_Exercise aim:_
The entries that follow must be given again exactly, with the pictures excluded.

_Dataset items:_
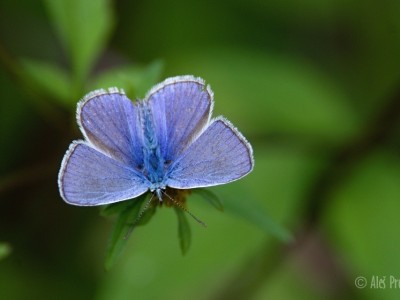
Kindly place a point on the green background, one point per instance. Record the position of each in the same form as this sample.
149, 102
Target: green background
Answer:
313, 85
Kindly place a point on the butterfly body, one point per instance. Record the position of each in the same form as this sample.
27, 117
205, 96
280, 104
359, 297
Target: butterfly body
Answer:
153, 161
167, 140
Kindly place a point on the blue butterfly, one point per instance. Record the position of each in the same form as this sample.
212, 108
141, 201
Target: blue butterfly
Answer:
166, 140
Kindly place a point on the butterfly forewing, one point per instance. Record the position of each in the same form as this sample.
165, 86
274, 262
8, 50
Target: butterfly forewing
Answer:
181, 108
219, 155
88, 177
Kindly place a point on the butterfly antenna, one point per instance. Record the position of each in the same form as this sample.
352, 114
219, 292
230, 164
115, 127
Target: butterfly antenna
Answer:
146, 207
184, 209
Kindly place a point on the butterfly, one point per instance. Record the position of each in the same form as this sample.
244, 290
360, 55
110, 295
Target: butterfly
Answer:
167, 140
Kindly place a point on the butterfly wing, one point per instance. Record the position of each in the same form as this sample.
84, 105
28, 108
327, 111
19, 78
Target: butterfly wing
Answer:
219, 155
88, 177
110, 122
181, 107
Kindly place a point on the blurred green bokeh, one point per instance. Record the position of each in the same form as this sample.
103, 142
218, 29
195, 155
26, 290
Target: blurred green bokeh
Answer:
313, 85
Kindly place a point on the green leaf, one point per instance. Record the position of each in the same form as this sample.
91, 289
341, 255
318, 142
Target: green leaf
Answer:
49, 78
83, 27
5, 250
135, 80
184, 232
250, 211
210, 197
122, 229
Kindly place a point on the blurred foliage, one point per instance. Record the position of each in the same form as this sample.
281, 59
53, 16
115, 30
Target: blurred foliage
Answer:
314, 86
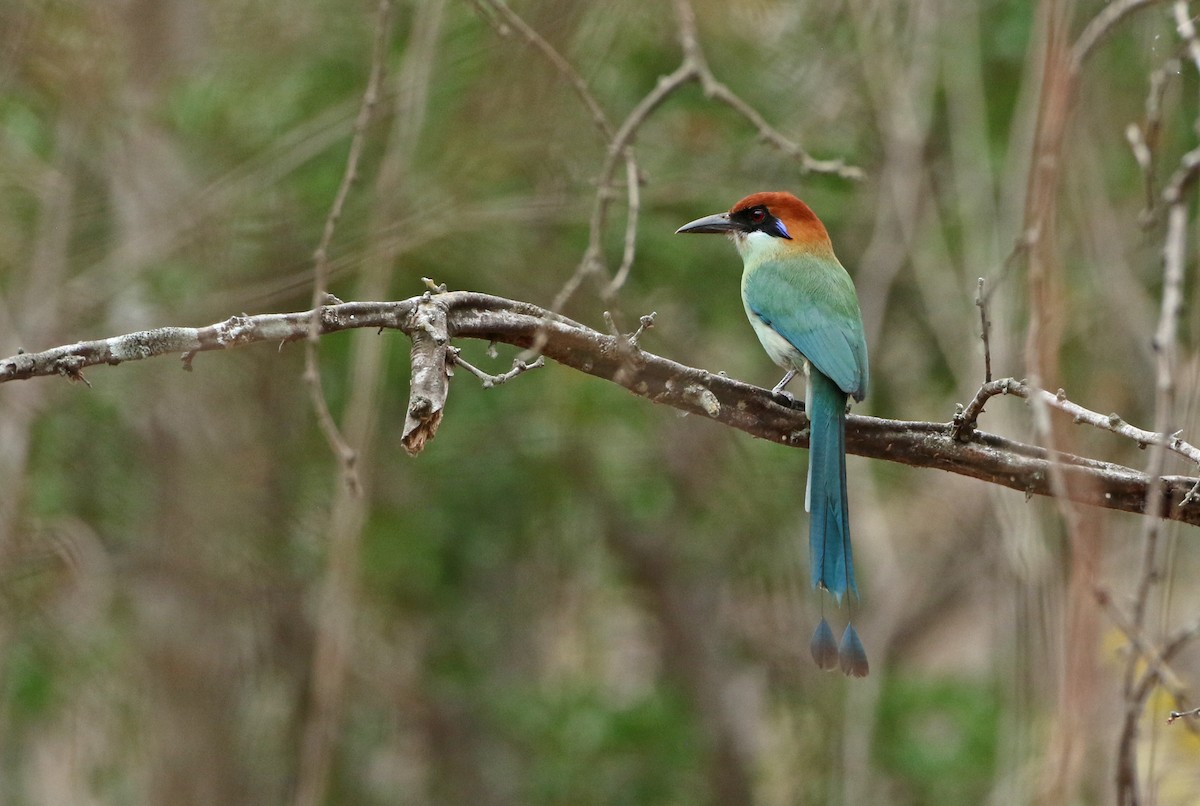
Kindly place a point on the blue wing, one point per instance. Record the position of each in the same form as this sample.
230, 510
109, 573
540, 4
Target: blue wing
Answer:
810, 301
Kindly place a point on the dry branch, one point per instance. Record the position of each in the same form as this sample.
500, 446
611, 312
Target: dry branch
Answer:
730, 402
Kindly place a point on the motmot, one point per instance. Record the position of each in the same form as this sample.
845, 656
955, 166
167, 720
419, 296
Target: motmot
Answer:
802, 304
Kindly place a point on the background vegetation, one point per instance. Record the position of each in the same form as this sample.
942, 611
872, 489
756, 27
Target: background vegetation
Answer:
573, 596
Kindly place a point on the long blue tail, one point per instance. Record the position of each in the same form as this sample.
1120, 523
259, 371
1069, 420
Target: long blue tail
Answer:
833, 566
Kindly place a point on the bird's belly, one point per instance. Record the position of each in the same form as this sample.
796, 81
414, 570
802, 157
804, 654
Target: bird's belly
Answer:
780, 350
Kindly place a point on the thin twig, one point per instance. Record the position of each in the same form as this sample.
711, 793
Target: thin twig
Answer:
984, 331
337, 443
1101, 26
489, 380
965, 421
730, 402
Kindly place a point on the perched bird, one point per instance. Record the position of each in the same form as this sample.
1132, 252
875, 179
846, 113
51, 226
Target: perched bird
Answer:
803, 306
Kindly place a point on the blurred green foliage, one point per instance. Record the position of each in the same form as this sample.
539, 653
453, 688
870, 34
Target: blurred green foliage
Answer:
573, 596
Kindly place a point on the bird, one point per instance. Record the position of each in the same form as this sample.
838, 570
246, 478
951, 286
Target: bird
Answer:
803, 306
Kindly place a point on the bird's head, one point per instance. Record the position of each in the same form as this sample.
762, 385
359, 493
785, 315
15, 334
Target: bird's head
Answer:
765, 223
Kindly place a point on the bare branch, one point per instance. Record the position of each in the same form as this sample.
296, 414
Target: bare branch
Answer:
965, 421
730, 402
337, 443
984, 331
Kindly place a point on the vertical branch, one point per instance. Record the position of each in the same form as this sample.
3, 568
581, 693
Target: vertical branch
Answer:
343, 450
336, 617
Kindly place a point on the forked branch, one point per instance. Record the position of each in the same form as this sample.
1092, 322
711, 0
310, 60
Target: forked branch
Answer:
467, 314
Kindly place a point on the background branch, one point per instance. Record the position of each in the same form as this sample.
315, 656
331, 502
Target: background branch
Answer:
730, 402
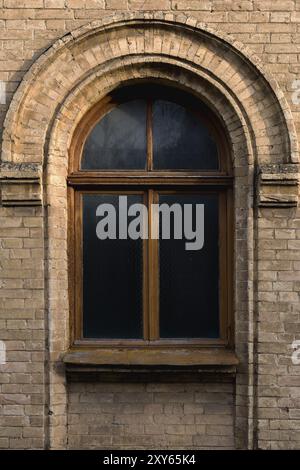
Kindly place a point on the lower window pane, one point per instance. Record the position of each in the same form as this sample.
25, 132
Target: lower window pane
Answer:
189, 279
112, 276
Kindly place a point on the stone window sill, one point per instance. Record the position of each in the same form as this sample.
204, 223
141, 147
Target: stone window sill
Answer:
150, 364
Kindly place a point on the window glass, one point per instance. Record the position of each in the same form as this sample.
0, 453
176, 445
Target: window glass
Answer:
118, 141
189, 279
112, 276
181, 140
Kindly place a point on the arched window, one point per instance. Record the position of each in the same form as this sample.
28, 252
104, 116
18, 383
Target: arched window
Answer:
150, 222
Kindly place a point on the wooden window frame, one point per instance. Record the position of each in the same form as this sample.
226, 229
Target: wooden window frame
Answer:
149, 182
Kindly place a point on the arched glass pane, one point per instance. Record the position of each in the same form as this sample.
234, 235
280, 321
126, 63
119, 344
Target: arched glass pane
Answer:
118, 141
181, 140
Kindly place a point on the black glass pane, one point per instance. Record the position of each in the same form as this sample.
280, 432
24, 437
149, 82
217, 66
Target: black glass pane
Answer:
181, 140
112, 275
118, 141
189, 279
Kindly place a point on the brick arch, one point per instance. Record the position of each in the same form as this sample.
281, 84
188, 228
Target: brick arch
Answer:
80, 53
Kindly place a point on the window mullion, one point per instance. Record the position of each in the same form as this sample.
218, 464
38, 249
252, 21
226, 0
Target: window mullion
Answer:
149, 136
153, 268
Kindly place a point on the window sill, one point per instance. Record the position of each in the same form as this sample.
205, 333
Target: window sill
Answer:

_Written reply:_
Kindly place a point on the green background, one point per instance. Record the position of each in the same form as this sample.
149, 102
Target: green background
Answer:
313, 85
Kindly place a point on the butterfly body, one point per instance. Record the position of each in the same form as this sample.
27, 117
205, 96
280, 104
359, 297
Target: butterfly body
Answer:
153, 161
167, 140
Kindly place a point on the blue butterfly, one point per instance. Record the position of each in the same form as this sample.
212, 108
141, 201
Target: blue butterfly
Answer:
166, 140
Kindly place a point on the butterfly forewing, one point per instance. Record the position of each in the same form as this sample.
165, 86
274, 262
8, 50
Target: butterfly forewing
Answer:
181, 108
219, 155
88, 177
Kindly place a point on the butterfly antenna, one point per instance. Record the position of each in the same form as this sample.
352, 114
219, 292
230, 164
115, 127
Target: butterfly antenna
Answer:
146, 207
184, 209
Kindly place a point on the butterfly, one point per instance. Record the position of each in the same form as this sample.
244, 290
360, 55
110, 295
Target: butterfly
Answer:
167, 140
Kindly place a point on the butterfly wing, one point per instance. Record the position of each in the same form as this sample.
84, 105
28, 108
327, 111
19, 78
Target: butterfly wing
Answer:
219, 155
88, 177
110, 122
181, 107
Kindly place a point on the blurred green bokeh, one point per instance. Record the position of each in the same form as this sample.
103, 142
218, 29
195, 155
26, 290
Target: blurred green bokeh
Answer:
313, 85
Kindly place a point on the green leaf, one point per instance. Record the position of each in the same form as this sample.
91, 289
341, 255
318, 142
Target: green leaf
Answer:
49, 78
83, 27
5, 250
135, 80
184, 232
250, 211
210, 197
122, 229
Kindly place a point on the blurred foliage, one point per instance. Record the position of each in the same form as this sample.
281, 59
53, 16
115, 30
Target: blurred foliage
Answer:
314, 86
Kindly place a point on the blue wing, one point per instance. Record the position of each in the same form as this sample.
230, 510
109, 573
540, 4
Target: blue wing
Answer:
810, 301
Kindly place a point on the dry branch, one point per instance. Record the position of each in the same form as this sample.
500, 446
611, 312
Target: dry branch
Answer:
730, 402
Kindly place a point on the motmot, one point per instance. Record the position of each in the same form as this sample.
845, 656
955, 166
167, 720
419, 296
Target: motmot
Answer:
802, 304
Kindly place a point on the background vegetation, one point per instance. Record the position of each in the same form as this sample.
942, 611
872, 489
756, 27
Target: background vegetation
Answer:
573, 596
Kindly place a point on the long blue tail, one point per instance. Record the position of each in the same form as this sample.
1120, 523
259, 371
1069, 420
Target: long blue tail
Answer:
833, 566
Kindly place a point on the bird's belly, one point per instance. Record the position of each in the same form as this sample.
796, 81
414, 570
802, 157
804, 654
Target: bird's belly
Answer:
780, 350
Kindly place a point on the thin twig, one point per instance. Record the position of each in the same form as this sample.
711, 793
Target: thin twig
Answer:
984, 331
337, 443
1101, 26
489, 380
965, 421
730, 402
Kindly place a point on the perched bird, one point per instance. Record the position of each in the same form as this sample.
1132, 252
875, 179
846, 113
51, 226
Target: perched bird
Answer:
803, 306
Kindly place a point on the blurred green foliage, one point per instance. Record the position of each in the same form as this sample.
539, 653
453, 688
870, 34
Target: blurred green foliage
Answer:
573, 596
Kindly place a point on the bird, one point per instance. Record the position of each in the same form as this sample.
838, 570
246, 478
951, 286
Target: bird
Answer:
803, 306
Kindly place a point on the bird's head, one point per instance. Record the position of each in the same form as this sample.
762, 385
359, 493
785, 315
15, 334
Target: bird's head
Answer:
765, 223
Kindly place a point on the bare branch, one point per instance. Record the position of each in the same form as this sample.
296, 414
Target: bare branch
Answer:
965, 421
730, 402
337, 443
984, 331
Kindly place a point on the vertical branch, one point per instance. Record the position of each in the same form as this sample.
3, 568
581, 693
Target: vertical branch
Answer:
343, 450
336, 617
Kindly place a point on the forked branch, one point per instance. Record the position of each in the same form as this sample.
1092, 322
711, 0
310, 60
Target: forked branch
Answer:
467, 314
Kindly place a point on the background branch, one point per instance. Record the position of each in the same form as this sample.
315, 656
331, 502
Target: background branch
Answer:
730, 402
Kindly place a point on the lower window pane, one point per instance. Record the position of each in the same form as this sample.
25, 132
Target: lower window pane
Answer:
189, 279
112, 276
Kindly place a point on the stone window sill, one point per instance. Record the position of each in the same form as this sample.
204, 223
141, 147
Target: stone window sill
Answer:
150, 364
Kindly place a point on the window glass, one point per instance. Record the position of each in the same form as this sample.
0, 453
176, 445
Target: window glass
Answer:
118, 141
189, 279
112, 276
181, 140
Kindly place a point on the arched window, one point per instance. Record the position of each in the same form as this sample.
28, 252
104, 116
18, 383
Target: arched window
Answer:
150, 222
Kindly place a point on the wooden window frame, one point per instance. Record the position of each in the same form as this sample.
226, 229
Target: wooden window frame
Answer:
149, 182
Kindly place a point on the arched glass pane, one point per instance. Record the position of each in the same form as this sample.
234, 235
280, 321
126, 63
119, 344
Target: arched glass pane
Answer:
118, 141
181, 140
Kindly place a point on the black glass pane, one point per instance. Record the position of each in the same form as this sample.
280, 432
24, 437
149, 82
217, 66
Target: black glass pane
Answer:
181, 140
112, 275
118, 141
189, 279
Kindly place a point on the brick arch, one point per instance. Record the position of each in the same form as this sample.
281, 84
188, 228
Target: brick arch
Answer:
80, 53
Kindly place a point on the window mullion, one point per instance. Record the position of each in the same form as this sample.
218, 464
38, 249
252, 21
226, 0
Target: window mullion
Answer:
149, 136
153, 268
Kindly place a point on the window sill, one point per instance. Record the position of each in the same form as this sample.
205, 333
Target: window sill
Answer:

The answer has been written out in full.